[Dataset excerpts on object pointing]
# # # # #
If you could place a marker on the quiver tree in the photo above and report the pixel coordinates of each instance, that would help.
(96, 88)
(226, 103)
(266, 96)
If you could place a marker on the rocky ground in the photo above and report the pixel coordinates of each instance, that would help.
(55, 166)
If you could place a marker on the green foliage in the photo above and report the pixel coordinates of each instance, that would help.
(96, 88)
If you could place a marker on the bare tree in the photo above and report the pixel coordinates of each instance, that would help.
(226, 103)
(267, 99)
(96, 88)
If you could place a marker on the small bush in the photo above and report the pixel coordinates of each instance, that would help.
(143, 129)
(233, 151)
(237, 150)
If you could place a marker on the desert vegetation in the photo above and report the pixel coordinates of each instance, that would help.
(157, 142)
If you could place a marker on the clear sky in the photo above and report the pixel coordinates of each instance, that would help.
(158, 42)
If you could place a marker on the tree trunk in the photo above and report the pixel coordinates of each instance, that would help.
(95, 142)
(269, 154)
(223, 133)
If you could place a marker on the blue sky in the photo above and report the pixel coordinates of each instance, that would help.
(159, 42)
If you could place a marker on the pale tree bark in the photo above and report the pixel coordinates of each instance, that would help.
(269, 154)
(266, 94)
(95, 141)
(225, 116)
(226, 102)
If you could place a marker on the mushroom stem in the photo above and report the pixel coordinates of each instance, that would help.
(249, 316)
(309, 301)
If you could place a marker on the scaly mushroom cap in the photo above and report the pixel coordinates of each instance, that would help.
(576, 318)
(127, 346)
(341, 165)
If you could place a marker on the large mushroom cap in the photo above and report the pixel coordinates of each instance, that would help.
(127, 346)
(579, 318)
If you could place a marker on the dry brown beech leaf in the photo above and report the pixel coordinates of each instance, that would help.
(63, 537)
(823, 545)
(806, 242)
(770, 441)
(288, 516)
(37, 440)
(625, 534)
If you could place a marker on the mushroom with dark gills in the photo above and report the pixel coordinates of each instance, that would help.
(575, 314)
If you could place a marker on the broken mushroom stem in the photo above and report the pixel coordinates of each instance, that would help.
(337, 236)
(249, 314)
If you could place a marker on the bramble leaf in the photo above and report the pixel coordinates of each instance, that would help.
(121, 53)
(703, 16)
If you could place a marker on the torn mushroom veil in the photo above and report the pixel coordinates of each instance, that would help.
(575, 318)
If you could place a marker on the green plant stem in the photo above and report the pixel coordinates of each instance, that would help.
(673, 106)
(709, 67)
# # # # #
== Challenge ==
Write out the complete set of records exactly as given.

== Answer to the exercise ==
If you could place a marker on the quiver tree in the photo above and report the pixel coordinates of each instance, that would help.
(96, 88)
(226, 103)
(266, 96)
If you could place a marker on the rocky ground in the photo above and report the pixel coordinates of each instance, that would help.
(55, 166)
If you could place a marker on the green foliage in the photo above and report the pixel coordinates of each instance, that would help.
(96, 88)
If you could place a marker on the bare tree in the photo above and report the pixel coordinates of each instance, that would help.
(226, 103)
(267, 99)
(96, 88)
If you could place a marker on the small bush in the photo above and report the pixel coordinates of each instance, that would help.
(143, 129)
(233, 151)
(237, 150)
If you could place a marker on the desert vegetation in the photo above and report the pixel coordinates of each instance, that would help.
(157, 142)
If you could place a marker on the clear sky in the photo above and report the pixel coordinates of each instance, that would help.
(158, 42)
If you could place a marker on the tree trunk in the photo above and report the pixel coordinates of each instance, that would help.
(95, 142)
(269, 154)
(223, 133)
If you could place a marker on the blue sky in the photo above and report the pixel coordinates of each instance, that would help.
(159, 42)
If you could place a marker on the pale tree bark in the photo above and report the pixel coordinates of each instance, that would help.
(269, 154)
(266, 94)
(95, 141)
(225, 116)
(226, 102)
If you could place a marker on the mushroom stem in the photo above and report the pixel coordinates of each instance, that would help.
(249, 316)
(309, 301)
If you could place a marker on the scaly mushroom cap in the photo above and report the pixel coordinates of each instance, that would help.
(576, 318)
(127, 346)
(341, 165)
If you could place a marker on the large mushroom cap in the photo above and report the pixel coordinates of each instance, that would help.
(127, 346)
(579, 318)
If you could place a marker on the dry brown beech leaf in the photo above and report the pixel coordinates of each instance, that would help.
(63, 537)
(823, 545)
(806, 242)
(770, 441)
(288, 516)
(37, 440)
(625, 534)
If you could place a marker on the mushroom with dark gills in the photo above and report the pixel coordinates of each instance, that would help.
(575, 314)
If you could place a marker on the broken mushroom stem in the photo above and report the pixel coordinates of each instance, that would help.
(337, 236)
(249, 314)
If you could place a marker on the bramble leaf in the photo above and report the pixel coordinates of each instance, that would help.
(121, 53)
(703, 16)
If you could place a marker on the torn mushroom veil in the photo above and report the pixel coordinates of each instance, that would help.
(575, 318)
If you could place a marker on the green plant stem in the photo above and report the pixel coordinates of each instance, that would help.
(673, 106)
(709, 67)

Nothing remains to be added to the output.